Would you write out the entries below, every one of them, exactly?
— Begin —
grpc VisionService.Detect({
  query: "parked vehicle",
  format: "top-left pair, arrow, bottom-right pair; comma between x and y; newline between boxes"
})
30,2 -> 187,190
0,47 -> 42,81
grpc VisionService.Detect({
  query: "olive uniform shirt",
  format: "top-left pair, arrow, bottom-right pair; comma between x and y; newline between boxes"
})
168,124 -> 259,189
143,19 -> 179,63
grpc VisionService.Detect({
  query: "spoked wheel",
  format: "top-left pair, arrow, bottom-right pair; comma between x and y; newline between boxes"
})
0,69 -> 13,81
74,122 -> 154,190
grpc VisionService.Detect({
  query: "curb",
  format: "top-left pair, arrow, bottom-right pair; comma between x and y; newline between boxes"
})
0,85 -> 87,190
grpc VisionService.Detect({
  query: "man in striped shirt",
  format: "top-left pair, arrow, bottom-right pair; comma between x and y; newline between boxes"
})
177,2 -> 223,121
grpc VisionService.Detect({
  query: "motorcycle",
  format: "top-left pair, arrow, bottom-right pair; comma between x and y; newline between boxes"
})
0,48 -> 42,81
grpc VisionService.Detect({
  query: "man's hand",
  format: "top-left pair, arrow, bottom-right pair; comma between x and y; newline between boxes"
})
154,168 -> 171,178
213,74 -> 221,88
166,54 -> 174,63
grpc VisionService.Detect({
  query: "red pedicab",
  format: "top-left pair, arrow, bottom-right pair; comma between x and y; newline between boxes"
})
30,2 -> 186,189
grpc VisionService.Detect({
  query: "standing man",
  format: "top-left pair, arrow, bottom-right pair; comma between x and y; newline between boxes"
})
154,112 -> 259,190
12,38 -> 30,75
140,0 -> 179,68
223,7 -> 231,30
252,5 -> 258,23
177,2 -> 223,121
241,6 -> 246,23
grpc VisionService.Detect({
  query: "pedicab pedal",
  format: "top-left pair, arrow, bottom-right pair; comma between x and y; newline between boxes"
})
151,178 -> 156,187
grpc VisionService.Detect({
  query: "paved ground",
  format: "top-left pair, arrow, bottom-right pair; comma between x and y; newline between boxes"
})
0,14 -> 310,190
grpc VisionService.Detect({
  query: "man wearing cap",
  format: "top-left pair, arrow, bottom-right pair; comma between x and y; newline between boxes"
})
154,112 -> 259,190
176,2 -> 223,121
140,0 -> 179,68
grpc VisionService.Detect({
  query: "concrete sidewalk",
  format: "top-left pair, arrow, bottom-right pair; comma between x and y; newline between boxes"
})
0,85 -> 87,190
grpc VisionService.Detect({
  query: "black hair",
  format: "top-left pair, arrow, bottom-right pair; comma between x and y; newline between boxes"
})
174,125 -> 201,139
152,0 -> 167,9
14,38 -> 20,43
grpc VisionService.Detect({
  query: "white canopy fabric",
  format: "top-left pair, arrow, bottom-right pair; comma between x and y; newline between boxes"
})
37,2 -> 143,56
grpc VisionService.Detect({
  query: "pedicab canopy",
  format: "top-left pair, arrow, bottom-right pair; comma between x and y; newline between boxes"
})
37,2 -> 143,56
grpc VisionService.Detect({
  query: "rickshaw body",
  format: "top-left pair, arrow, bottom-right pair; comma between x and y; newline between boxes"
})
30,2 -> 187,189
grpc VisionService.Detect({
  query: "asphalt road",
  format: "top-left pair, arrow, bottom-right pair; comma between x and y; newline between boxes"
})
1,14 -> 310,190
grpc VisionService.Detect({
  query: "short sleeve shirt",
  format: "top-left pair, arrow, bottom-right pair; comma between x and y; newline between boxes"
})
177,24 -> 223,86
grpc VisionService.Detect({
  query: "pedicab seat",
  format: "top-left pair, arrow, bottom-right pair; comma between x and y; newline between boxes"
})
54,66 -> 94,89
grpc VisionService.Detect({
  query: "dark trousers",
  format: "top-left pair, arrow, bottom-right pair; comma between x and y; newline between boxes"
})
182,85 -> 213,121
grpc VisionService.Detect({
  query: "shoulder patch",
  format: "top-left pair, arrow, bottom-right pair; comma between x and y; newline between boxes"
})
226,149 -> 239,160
— End —
_Answer to the exercise:_
grpc VisionService.Detect({
  query: "parked vehicle",
  format: "top-left pair, arrow, bottom-right pair; comma between x and y; newline between boxes"
})
30,2 -> 187,190
0,47 -> 42,81
grpc VisionService.Detect({
  query: "olive uniform shirt",
  format: "top-left pair, arrow, bottom-right pair; comma between x and y; newline between boxes"
})
168,124 -> 259,189
143,19 -> 179,63
grpc VisionService.Detect({
  query: "spoked wheel",
  format: "top-left pair, arrow, bottom-right pair; comma between x and y; newline between boxes"
})
0,69 -> 13,81
74,122 -> 154,190
grpc VisionService.Detect({
  query: "curb",
  format: "top-left pair, arrow, bottom-right pair; comma between x and y; newline between boxes"
})
0,85 -> 87,190
grpc VisionService.Detect({
  query: "man in striped shirt",
  format: "top-left pair, arrow, bottom-right pair; comma between x and y; newline between boxes"
})
177,2 -> 223,121
grpc VisionService.Detect({
  query: "motorcycle",
  format: "top-left pair, arrow, bottom-right pair; comma between x and y; newline between boxes"
})
0,48 -> 42,81
grpc VisionService.Detect({
  query: "man's hand",
  format: "top-left pair, arrow, bottom-right pair; comma between x and y; newline between boxes"
})
154,168 -> 171,178
213,74 -> 221,88
166,54 -> 174,63
grpc VisionService.Detect({
  query: "red pedicab",
  format: "top-left pair, arrow, bottom-right pair; comma between x and y; newline between boxes"
})
30,2 -> 186,189
grpc VisionService.Detect({
  query: "standing man",
  format: "top-left pair, arrow, bottom-right pair; comma between x and y; newline between boxes"
})
154,112 -> 259,190
12,38 -> 30,75
140,0 -> 179,68
223,7 -> 231,30
252,5 -> 258,23
177,2 -> 223,121
241,6 -> 246,23
grpc VisionService.Detect({
  query: "pedicab pedal",
  format: "top-left pair, arrow, bottom-right pair; comma between x and y; newline between boxes"
})
151,178 -> 156,187
grpc VisionService.Detect({
  query: "paved ground",
  format: "top-left pair, arrow, bottom-right pair; comma between x and y; newline between boxes"
})
0,14 -> 310,190
grpc VisionService.Detect({
  query: "man wearing cap",
  format: "top-left pair, arrow, bottom-right pair; comma between x and y; newline between boxes"
})
154,112 -> 259,190
176,2 -> 223,121
140,0 -> 179,68
grpc VisionService.Detect({
  query: "concrete sidewalk",
  format: "top-left pair, arrow, bottom-right pair; comma between x and y; newline between boxes"
})
0,85 -> 87,190
grpc VisionService.Detect({
  query: "black hair",
  format: "top-left pair, arrow, bottom-right pair; comma between x and y; newline between boxes"
})
174,125 -> 201,139
152,0 -> 167,9
14,38 -> 20,43
grpc VisionService.Detect({
  query: "white canopy fabric",
  format: "top-left pair, arrow, bottom-right pair; comma between x and y; newline between boxes"
})
37,2 -> 143,56
grpc VisionService.Detect({
  query: "pedicab canopy",
  format: "top-left pair, arrow, bottom-right pair; comma between x and y; newline between boxes"
})
37,2 -> 143,56
grpc VisionService.Detect({
  query: "rickshaw body",
  format: "top-left pair, arrow, bottom-right pair; comma between x and y; newline between boxes"
})
30,2 -> 187,189
grpc VisionService.Detect({
  query: "asphalt road",
  format: "top-left pair, arrow, bottom-right pair; comma between x and y; newline between boxes"
})
1,14 -> 310,190
grpc VisionService.Detect({
  query: "short sleeve shirt",
  format: "top-left pair, arrow, bottom-right pair; comma between x and y; newline between boxes"
})
177,24 -> 223,86
grpc VisionService.Detect({
  query: "pedicab seat",
  format: "top-left pair, arrow, bottom-right pair; comma between x and y; newline between boxes"
})
54,66 -> 94,89
grpc VisionService.Detect({
  query: "dark trousers",
  format: "top-left pair, arrow, bottom-right pair; comma between x and y; newline between boxes"
})
182,85 -> 213,121
grpc VisionService.Detect({
  query: "shoulder patch",
  format: "top-left pair, arrow, bottom-right pair; comma between x and y; newline between boxes"
})
226,149 -> 239,160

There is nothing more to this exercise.